- Task details
The required output is the lines from the one with "of the ivy-covered" through the end of the data, repeated verbatim, with no pictures included.

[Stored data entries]

________________________

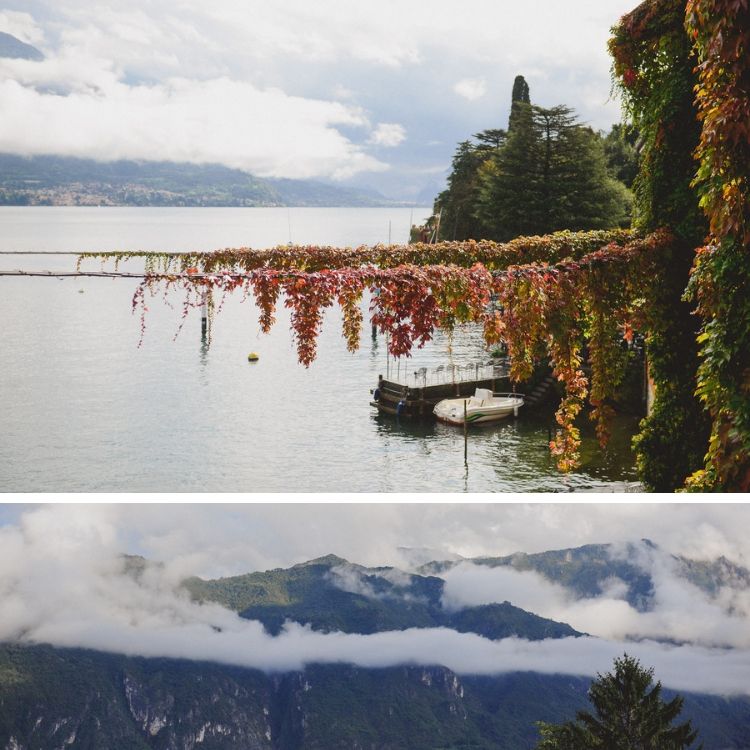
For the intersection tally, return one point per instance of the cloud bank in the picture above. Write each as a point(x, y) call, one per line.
point(62, 582)
point(679, 611)
point(209, 82)
point(263, 131)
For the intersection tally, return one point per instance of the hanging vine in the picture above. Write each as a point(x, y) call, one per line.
point(545, 310)
point(720, 282)
point(492, 255)
point(653, 69)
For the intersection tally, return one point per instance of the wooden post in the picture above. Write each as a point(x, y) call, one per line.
point(466, 437)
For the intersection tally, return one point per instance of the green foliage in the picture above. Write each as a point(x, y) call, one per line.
point(721, 277)
point(519, 95)
point(622, 155)
point(550, 175)
point(456, 203)
point(654, 67)
point(321, 708)
point(629, 714)
point(333, 595)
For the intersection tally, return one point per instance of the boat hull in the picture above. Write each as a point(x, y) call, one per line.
point(451, 411)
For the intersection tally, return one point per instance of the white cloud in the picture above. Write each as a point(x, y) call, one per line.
point(61, 583)
point(264, 131)
point(679, 612)
point(388, 134)
point(22, 26)
point(471, 88)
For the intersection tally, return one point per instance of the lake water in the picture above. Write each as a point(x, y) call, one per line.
point(86, 410)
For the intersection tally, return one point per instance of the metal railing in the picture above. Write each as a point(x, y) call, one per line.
point(470, 372)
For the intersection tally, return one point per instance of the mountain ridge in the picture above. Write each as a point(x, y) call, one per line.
point(70, 181)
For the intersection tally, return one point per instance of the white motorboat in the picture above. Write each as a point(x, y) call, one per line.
point(483, 406)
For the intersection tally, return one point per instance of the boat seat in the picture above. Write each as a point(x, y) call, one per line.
point(483, 395)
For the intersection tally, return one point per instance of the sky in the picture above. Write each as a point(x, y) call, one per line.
point(61, 582)
point(367, 94)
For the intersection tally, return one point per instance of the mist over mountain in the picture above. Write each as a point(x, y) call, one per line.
point(69, 181)
point(16, 49)
point(332, 654)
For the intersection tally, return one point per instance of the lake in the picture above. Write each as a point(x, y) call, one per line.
point(86, 410)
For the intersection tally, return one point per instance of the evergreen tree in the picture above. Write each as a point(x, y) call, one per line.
point(629, 714)
point(519, 95)
point(550, 175)
point(456, 203)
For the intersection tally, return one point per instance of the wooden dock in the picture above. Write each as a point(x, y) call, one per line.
point(417, 397)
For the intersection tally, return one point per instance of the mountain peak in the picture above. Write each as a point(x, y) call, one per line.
point(12, 47)
point(328, 560)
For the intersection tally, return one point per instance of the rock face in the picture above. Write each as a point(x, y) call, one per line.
point(55, 699)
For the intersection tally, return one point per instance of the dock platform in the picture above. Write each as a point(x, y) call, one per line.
point(415, 395)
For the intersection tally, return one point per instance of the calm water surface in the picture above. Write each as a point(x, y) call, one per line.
point(86, 410)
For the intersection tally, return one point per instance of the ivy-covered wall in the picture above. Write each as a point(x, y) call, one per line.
point(720, 30)
point(654, 67)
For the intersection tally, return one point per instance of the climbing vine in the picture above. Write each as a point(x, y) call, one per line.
point(721, 275)
point(545, 309)
point(492, 255)
point(653, 66)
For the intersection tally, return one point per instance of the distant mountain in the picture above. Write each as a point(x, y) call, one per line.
point(58, 180)
point(332, 594)
point(12, 47)
point(52, 698)
point(586, 570)
point(55, 698)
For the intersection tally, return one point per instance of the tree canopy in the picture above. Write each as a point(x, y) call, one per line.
point(629, 713)
point(545, 173)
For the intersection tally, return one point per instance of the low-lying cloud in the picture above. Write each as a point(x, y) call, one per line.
point(62, 583)
point(678, 610)
point(83, 107)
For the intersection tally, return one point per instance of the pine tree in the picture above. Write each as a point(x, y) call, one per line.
point(519, 95)
point(550, 175)
point(629, 714)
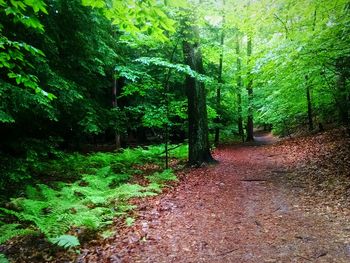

________________________

- Solved problem
For the intersection tally, return one point per instance of the ivy-covered wall in the picture above. Write each as a point(x, y) call, one per line.
point(720, 30)
point(654, 67)
For the intersection tally, return one point per instance of the climbing vine in the picture above. Write each as a point(x, y) call, one per line.
point(721, 275)
point(545, 309)
point(492, 255)
point(653, 66)
For the intersection tally, return one point per instance of the distant mountain in the picture above. Write each as a point(x, y) call, one per line.
point(58, 180)
point(332, 594)
point(12, 47)
point(52, 698)
point(586, 570)
point(55, 698)
For the intersection tally, return one point per instance of the tree canopy in the picture above. Write each as a point(x, y) call, one per line.
point(629, 713)
point(545, 173)
For the intersection tally, return one point per instance of the low-lying cloud in the picture above. Write each as a point(x, y) call, one per line.
point(62, 583)
point(678, 610)
point(83, 107)
For the intersection tally, return one point per instance of the pine tree in the picture above. Write each as a point(x, y) call, one per line.
point(519, 95)
point(550, 175)
point(629, 714)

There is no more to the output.